_PROBLEM STATEMENT_
Print the complete set of entries exactly.

_SUPPLIED INFORMATION_
┌────────
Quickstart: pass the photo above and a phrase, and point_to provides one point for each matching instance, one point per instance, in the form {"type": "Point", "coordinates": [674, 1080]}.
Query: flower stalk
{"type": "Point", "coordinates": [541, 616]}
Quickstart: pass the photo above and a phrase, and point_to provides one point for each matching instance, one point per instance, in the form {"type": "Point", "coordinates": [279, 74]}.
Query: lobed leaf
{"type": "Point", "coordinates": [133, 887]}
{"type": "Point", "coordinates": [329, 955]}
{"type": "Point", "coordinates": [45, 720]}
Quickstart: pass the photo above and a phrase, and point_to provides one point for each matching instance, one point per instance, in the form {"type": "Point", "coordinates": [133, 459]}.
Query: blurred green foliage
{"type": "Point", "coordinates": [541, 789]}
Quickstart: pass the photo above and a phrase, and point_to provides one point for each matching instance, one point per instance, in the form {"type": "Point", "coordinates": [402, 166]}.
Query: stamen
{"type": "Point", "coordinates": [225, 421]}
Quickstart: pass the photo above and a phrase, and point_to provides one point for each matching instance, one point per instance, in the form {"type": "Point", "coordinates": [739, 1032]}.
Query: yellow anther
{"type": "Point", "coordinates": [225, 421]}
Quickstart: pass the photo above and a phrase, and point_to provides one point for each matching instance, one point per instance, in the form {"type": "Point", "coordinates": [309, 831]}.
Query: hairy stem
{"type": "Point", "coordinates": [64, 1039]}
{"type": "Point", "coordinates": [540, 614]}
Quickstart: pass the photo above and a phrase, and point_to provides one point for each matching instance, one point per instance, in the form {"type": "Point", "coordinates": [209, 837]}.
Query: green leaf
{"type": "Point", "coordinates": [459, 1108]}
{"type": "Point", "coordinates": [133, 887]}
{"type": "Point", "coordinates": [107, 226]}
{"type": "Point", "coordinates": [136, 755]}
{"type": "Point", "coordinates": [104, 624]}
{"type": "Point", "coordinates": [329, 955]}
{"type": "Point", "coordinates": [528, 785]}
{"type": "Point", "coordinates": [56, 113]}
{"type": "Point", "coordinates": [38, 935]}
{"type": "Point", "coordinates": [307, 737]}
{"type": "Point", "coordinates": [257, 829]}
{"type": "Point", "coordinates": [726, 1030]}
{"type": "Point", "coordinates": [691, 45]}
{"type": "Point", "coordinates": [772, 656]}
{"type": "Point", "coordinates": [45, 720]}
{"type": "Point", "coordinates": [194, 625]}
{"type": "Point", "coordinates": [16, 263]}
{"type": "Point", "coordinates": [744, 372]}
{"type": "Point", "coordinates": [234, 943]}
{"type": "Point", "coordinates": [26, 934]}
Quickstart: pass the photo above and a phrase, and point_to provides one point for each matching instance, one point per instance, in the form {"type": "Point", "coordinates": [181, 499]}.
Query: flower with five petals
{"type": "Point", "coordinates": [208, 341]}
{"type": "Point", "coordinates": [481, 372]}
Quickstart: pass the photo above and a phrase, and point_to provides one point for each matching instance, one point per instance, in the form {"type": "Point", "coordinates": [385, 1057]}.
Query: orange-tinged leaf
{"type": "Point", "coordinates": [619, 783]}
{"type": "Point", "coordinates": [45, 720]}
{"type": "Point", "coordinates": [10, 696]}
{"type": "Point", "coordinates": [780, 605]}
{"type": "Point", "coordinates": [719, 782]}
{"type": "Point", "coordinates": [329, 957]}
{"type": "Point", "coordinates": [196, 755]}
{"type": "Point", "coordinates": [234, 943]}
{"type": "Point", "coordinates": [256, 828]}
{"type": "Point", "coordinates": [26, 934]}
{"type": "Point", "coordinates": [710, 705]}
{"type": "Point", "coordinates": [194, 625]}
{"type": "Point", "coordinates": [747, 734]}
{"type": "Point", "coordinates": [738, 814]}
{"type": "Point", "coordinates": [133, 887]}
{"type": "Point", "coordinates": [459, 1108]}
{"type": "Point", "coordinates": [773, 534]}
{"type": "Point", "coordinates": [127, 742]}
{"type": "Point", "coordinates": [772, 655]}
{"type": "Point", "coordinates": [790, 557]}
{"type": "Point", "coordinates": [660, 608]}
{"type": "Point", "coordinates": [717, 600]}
└────────
_FINAL ANSWER_
Quickstart: pass the photo above and a phrase, and point_to provides one point for each matching instance, one point per instance, in the form {"type": "Point", "coordinates": [674, 1080]}.
Query: flower stalk
{"type": "Point", "coordinates": [541, 616]}
Quickstart: pass the photo above and a phrase, and point_to provides one point for each matching instance, one point per instance, in the form {"type": "Point", "coordinates": [279, 74]}.
Query: lobed leaf
{"type": "Point", "coordinates": [133, 887]}
{"type": "Point", "coordinates": [329, 955]}
{"type": "Point", "coordinates": [45, 720]}
Quickstart: pass the photo above and a phrase, and point_to provides one point for each matching instance, one point per instance, in the form {"type": "Point", "coordinates": [133, 459]}.
Query: blurred green foliage
{"type": "Point", "coordinates": [541, 789]}
Quickstart: pass the photo above and a phrase, and point_to provides one point for each matching instance, one point per instance, in the form {"type": "Point", "coordinates": [402, 166]}.
Query: stamen
{"type": "Point", "coordinates": [225, 421]}
Quickstart: pass the photo above and a phrase, and point_to provides one point for each matching instance, one point per instance, in the form {"type": "Point", "coordinates": [739, 1032]}.
Query: yellow anther
{"type": "Point", "coordinates": [225, 421]}
Quickstart: pass the photo above and a phrase, and point_to provides one point for each matching instance, one point per instance, in the form {"type": "Point", "coordinates": [309, 831]}.
Query: hairy stem
{"type": "Point", "coordinates": [64, 1039]}
{"type": "Point", "coordinates": [540, 614]}
Quickstart: pass the photo above and a phrase, and point_to provides one point for each matching instance, one point per instance, in the form {"type": "Point", "coordinates": [209, 837]}.
Query: green leaf
{"type": "Point", "coordinates": [459, 1108]}
{"type": "Point", "coordinates": [133, 887]}
{"type": "Point", "coordinates": [107, 226]}
{"type": "Point", "coordinates": [136, 755]}
{"type": "Point", "coordinates": [104, 624]}
{"type": "Point", "coordinates": [329, 955]}
{"type": "Point", "coordinates": [528, 785]}
{"type": "Point", "coordinates": [56, 113]}
{"type": "Point", "coordinates": [38, 935]}
{"type": "Point", "coordinates": [307, 737]}
{"type": "Point", "coordinates": [257, 829]}
{"type": "Point", "coordinates": [726, 1030]}
{"type": "Point", "coordinates": [691, 45]}
{"type": "Point", "coordinates": [772, 656]}
{"type": "Point", "coordinates": [45, 720]}
{"type": "Point", "coordinates": [194, 625]}
{"type": "Point", "coordinates": [16, 263]}
{"type": "Point", "coordinates": [744, 372]}
{"type": "Point", "coordinates": [234, 943]}
{"type": "Point", "coordinates": [26, 934]}
Quickstart: pass the photo above and a phrase, and point_to provides one point for each matching instance, one point per instance, in the form {"type": "Point", "coordinates": [181, 499]}.
Query: flower with five petals
{"type": "Point", "coordinates": [208, 341]}
{"type": "Point", "coordinates": [481, 372]}
Quickstart: pass the photo above and a phrase, and point_to provides one point for each matching instance, one point per instance, in the form {"type": "Point", "coordinates": [385, 1057]}.
Query: orange-tinged leaf
{"type": "Point", "coordinates": [619, 783]}
{"type": "Point", "coordinates": [45, 720]}
{"type": "Point", "coordinates": [10, 696]}
{"type": "Point", "coordinates": [780, 605]}
{"type": "Point", "coordinates": [719, 782]}
{"type": "Point", "coordinates": [329, 957]}
{"type": "Point", "coordinates": [196, 755]}
{"type": "Point", "coordinates": [234, 943]}
{"type": "Point", "coordinates": [256, 828]}
{"type": "Point", "coordinates": [26, 934]}
{"type": "Point", "coordinates": [710, 705]}
{"type": "Point", "coordinates": [194, 625]}
{"type": "Point", "coordinates": [747, 734]}
{"type": "Point", "coordinates": [738, 814]}
{"type": "Point", "coordinates": [133, 887]}
{"type": "Point", "coordinates": [459, 1108]}
{"type": "Point", "coordinates": [773, 534]}
{"type": "Point", "coordinates": [127, 742]}
{"type": "Point", "coordinates": [772, 655]}
{"type": "Point", "coordinates": [790, 557]}
{"type": "Point", "coordinates": [660, 608]}
{"type": "Point", "coordinates": [717, 600]}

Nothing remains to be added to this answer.